== Exercise input

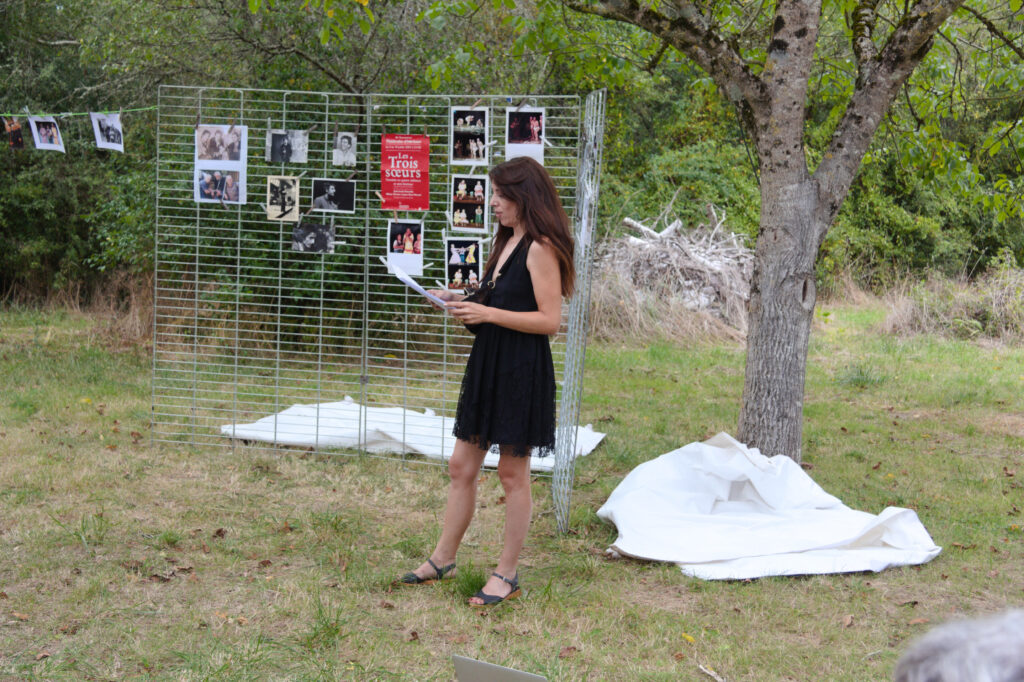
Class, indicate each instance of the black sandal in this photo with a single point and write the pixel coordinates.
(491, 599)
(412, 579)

====
== Exercise input

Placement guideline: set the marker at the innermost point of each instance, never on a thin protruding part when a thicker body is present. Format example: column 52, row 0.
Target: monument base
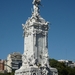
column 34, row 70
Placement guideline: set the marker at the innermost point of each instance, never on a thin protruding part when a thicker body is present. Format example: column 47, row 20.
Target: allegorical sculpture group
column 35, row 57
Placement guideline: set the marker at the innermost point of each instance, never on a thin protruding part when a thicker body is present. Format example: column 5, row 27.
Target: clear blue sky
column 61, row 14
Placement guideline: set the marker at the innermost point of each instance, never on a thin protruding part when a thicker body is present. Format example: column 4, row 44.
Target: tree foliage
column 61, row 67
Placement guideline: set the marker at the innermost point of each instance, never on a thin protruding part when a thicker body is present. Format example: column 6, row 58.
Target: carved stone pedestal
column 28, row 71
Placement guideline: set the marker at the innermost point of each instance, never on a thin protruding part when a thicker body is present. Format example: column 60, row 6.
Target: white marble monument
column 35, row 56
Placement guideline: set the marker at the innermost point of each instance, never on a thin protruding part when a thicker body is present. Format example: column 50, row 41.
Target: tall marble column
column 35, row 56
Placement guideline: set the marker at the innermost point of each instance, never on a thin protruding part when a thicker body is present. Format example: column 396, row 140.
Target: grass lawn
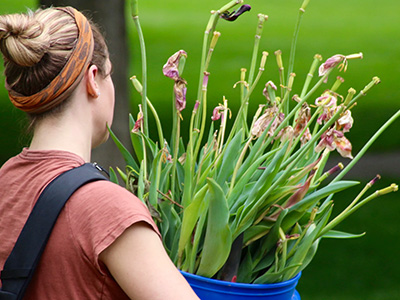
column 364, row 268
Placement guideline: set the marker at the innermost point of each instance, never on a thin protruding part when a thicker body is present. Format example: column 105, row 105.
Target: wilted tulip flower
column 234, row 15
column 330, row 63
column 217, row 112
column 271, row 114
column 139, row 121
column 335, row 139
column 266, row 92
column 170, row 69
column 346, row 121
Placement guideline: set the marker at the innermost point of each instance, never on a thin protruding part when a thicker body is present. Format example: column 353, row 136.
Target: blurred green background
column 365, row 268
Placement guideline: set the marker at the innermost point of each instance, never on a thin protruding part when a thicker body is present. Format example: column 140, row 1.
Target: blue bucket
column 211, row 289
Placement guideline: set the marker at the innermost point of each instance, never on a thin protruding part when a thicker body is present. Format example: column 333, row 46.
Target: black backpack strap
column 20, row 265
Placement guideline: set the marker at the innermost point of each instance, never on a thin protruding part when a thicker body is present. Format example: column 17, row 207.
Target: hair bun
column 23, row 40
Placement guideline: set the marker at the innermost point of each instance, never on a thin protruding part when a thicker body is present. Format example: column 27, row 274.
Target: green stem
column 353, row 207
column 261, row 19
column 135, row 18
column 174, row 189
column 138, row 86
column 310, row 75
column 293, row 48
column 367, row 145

====
== Exercise input

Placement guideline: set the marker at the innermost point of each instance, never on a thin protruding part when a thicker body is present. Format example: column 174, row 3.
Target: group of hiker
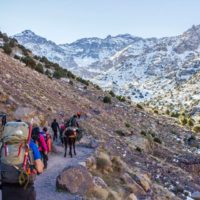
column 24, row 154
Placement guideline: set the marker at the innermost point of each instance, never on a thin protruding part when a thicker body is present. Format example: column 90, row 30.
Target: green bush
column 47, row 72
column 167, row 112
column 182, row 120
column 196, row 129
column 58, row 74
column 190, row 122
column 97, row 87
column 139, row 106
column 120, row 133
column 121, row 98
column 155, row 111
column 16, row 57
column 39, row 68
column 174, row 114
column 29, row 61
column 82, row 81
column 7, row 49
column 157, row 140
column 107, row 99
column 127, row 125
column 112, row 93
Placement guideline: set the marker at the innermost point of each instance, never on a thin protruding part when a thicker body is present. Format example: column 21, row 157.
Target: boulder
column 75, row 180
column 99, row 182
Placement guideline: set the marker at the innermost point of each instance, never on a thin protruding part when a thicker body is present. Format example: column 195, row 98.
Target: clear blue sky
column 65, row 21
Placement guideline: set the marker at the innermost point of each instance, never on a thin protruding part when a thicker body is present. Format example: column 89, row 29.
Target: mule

====

Work to do: Present the lines of the listing above as a numbered list, beginning with the line that contains "27, row 274." and running through the line that contains "column 367, row 145". Omit any blank lines.

Result:
1. Placement guideline: set the marker at the innermost point of each instance, never on a thin protruding part when a thicker body is present. Format example: column 27, row 274.
2. Target: green stem
3. column 353, row 207
4. column 261, row 19
5. column 135, row 18
6. column 174, row 189
7. column 138, row 86
8. column 310, row 75
9. column 293, row 48
10. column 367, row 145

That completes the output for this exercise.